By Axel Schiemann, Stefan Bartz, Joachim Grittmann, and Falko Schmidt

Following the German federal election in February 2025, the new coalition consisting of CDU/CSU and SPD (the Coalition) has reached a coalition agreement, unveiled on April 9, 2025. This agreement marks the culmination of extensive negotiations and sets the agenda for the new government’s term. From an ESG perspective, the agreement tackles various regulations and seeks to reduce bureaucratic burdens.

ESG: The German Supply Chain Due Diligence Act and the EU Omnibus Package

At the forefront of the Coalition’s ESG initiatives is the decision to abolish the German Supply Chain Due Diligence Act (Lieferketten-Sorgfaltspflichtengesetz, LkSG). According to the coalition agreement, the LkSG will be replaced by a new law on corporate responsibility, transposing the EU’s Corporate Sustainability Due Diligence Directive (CSDDD) (for further details on the CSDDD, see this Latham article), which is currently subject to an “Omnibus” initiative on the EU level (see below). The transition from the LkSG to the new law aims to reduce bureaucracy and improve enforcement, with existing due diligence obligations not being sanctioned until the new law is in place, except for severe human rights violations.

The LkSG, adopted in 2021, requires companies with at least 1,000 employees to identify, address, and report on human rights and environmental risks in their supply chains. Initially perceived as a milestone in ESG regulation, the LkSG later faced criticism for its high financial cost and bureaucratic burden, which was deemed to affect global competitiveness of in-scope German companies. Political pressure led to a delay in reviewing reports until 2026, and discussions considered pausing the LkSG until the CSDDD would be transposed and take effect.1

Now, the Coalition plans to abolish the LkSG entirely. In-scope companies and (direct and indirect) suppliers of German in-scope companies should monitor developments closely and implement necessary steps, especially if they have amended their supplier agreements for LkSG compliance. Many German in-scope companies may have concluded amendments to existing agreements in their supply chain, demanding their suppliers comply with the LkSG. Such clauses may have to be monitored and paused or renegotiated depending on the wording. The necessary actions will largely depend on the legislative developments at the EU level in relation to the CSDDD and the Omnibus initiative.

• • • •

Aim 1:
According to the text on the German coalition agreement, what minimum number of employees brings a company under the LkSG?

• • • •

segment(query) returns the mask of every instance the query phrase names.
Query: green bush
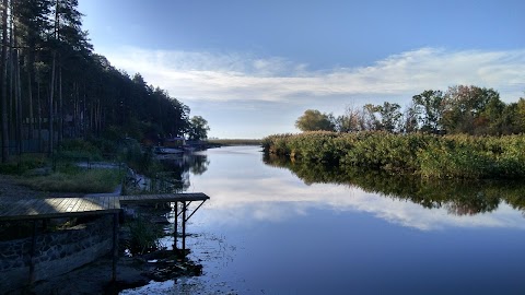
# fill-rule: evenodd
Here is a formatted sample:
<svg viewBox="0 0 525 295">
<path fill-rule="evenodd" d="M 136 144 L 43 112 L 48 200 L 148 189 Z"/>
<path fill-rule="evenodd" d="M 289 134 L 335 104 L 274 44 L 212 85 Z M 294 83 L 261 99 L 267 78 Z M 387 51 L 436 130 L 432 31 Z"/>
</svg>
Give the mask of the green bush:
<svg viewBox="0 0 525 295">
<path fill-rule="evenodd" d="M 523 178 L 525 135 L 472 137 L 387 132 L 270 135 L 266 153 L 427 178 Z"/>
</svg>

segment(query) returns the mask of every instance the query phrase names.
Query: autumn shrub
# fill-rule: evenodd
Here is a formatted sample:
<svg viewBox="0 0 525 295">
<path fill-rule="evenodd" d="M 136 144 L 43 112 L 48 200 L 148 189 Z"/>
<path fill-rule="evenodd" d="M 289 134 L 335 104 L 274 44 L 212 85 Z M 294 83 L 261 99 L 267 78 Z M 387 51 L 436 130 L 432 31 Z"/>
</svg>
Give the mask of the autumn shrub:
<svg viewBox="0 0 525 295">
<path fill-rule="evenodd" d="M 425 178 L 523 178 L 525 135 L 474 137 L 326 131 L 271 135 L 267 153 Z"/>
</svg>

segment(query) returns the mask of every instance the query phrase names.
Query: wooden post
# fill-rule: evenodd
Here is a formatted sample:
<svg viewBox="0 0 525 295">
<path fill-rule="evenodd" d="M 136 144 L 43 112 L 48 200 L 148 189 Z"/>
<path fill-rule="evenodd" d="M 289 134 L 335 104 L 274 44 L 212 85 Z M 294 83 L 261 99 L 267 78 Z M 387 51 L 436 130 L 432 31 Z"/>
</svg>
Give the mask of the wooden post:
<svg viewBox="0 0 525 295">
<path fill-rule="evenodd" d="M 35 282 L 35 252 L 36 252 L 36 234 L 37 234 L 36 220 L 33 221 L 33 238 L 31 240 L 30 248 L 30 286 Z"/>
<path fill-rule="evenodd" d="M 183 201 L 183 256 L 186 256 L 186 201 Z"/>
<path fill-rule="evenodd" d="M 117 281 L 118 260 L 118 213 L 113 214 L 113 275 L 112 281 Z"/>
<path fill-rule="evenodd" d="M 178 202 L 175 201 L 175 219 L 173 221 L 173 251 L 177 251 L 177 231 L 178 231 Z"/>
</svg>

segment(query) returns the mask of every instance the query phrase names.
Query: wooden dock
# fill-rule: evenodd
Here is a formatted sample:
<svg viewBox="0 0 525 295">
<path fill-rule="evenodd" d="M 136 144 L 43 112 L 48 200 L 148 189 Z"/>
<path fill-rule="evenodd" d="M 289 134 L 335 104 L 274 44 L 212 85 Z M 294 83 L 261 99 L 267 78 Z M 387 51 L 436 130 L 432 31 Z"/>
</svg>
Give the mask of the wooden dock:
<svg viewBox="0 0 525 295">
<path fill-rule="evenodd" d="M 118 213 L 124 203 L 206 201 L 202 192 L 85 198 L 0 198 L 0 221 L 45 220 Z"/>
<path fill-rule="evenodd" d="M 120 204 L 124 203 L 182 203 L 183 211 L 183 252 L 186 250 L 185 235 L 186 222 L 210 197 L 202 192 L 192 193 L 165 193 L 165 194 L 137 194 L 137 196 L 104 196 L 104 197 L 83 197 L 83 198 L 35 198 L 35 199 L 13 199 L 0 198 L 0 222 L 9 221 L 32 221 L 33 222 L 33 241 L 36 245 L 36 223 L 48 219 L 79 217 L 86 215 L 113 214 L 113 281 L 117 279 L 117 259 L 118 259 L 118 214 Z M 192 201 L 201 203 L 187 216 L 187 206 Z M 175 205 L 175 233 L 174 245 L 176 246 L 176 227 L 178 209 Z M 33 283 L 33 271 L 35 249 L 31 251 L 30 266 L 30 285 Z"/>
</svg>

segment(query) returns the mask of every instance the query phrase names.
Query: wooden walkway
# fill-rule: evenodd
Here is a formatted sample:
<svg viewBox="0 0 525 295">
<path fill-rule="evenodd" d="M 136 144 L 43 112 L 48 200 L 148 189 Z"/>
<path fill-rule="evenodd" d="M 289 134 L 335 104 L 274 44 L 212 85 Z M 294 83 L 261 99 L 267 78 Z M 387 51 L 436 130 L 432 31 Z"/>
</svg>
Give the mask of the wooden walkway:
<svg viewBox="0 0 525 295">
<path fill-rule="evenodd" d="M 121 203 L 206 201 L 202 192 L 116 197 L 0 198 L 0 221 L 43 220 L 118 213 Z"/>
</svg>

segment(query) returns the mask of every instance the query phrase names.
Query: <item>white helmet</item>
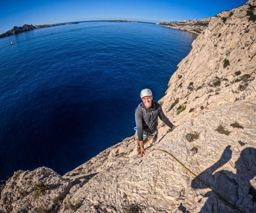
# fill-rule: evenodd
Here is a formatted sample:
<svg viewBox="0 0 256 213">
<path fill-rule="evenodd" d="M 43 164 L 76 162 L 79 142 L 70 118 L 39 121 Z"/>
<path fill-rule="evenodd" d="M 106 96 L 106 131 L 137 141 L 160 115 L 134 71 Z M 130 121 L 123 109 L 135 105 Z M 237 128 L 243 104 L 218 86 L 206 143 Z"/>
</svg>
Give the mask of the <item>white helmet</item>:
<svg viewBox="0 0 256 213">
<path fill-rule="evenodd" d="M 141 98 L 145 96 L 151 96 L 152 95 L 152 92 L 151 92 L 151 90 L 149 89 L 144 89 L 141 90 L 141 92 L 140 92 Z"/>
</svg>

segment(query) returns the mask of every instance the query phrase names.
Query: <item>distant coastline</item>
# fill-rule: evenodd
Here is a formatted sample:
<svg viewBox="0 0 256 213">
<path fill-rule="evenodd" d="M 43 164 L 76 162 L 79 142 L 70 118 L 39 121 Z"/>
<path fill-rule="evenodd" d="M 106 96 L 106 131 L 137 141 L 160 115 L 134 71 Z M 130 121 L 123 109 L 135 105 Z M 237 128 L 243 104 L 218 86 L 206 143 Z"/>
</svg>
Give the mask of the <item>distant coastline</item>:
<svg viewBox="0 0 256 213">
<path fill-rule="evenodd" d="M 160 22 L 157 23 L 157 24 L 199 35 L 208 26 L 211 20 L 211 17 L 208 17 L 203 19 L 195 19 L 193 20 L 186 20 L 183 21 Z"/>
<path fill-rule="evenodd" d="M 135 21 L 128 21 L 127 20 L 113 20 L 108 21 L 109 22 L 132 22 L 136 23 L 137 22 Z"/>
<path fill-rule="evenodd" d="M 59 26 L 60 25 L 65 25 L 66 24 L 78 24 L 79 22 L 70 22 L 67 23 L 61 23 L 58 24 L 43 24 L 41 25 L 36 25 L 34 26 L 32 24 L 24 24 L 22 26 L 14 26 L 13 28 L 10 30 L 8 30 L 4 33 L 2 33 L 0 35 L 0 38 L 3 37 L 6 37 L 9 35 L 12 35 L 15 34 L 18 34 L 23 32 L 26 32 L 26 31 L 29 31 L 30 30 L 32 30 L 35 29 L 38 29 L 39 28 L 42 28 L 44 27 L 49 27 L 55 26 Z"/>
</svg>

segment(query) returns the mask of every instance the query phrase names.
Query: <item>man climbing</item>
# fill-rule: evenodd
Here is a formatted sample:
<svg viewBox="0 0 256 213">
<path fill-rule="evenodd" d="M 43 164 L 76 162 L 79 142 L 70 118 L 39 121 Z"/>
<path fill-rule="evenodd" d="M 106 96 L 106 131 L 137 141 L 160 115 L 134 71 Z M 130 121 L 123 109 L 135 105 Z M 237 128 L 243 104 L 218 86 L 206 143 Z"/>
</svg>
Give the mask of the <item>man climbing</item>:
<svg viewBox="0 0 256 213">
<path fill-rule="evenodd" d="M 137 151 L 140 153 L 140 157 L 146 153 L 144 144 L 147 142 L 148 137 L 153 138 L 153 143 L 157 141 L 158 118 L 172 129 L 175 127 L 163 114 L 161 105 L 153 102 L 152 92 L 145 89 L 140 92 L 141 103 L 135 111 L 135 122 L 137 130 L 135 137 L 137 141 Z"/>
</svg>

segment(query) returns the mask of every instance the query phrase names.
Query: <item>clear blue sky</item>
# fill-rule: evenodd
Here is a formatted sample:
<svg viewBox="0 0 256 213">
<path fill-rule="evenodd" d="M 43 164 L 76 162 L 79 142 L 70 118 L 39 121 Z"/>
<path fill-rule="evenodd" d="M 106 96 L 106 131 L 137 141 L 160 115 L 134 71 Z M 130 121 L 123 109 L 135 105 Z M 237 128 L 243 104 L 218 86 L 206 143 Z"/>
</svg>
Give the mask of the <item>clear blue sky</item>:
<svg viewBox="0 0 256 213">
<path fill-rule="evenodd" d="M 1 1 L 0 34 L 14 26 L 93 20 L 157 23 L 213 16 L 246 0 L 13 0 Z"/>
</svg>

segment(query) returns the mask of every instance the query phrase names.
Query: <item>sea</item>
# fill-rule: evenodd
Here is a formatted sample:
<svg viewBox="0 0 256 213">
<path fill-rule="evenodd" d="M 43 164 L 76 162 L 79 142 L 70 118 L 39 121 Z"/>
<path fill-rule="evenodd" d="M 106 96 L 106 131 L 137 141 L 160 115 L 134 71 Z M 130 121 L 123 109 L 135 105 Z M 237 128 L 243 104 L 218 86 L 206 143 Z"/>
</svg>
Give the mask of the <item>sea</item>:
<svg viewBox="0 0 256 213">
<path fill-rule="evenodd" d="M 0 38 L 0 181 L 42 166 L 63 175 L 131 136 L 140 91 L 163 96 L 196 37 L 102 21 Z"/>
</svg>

• • • •

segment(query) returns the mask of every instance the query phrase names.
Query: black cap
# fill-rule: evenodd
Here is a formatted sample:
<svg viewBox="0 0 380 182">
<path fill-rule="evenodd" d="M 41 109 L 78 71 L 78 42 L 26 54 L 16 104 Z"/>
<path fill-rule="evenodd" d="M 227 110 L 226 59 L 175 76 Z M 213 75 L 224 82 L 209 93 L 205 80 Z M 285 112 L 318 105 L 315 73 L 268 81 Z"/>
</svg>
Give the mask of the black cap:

• • • •

Aim 2:
Tally the lines in the records that contain the string "clear" and give only that number.

Task output 1:
At least 1,000 employees.

Task output 2:
2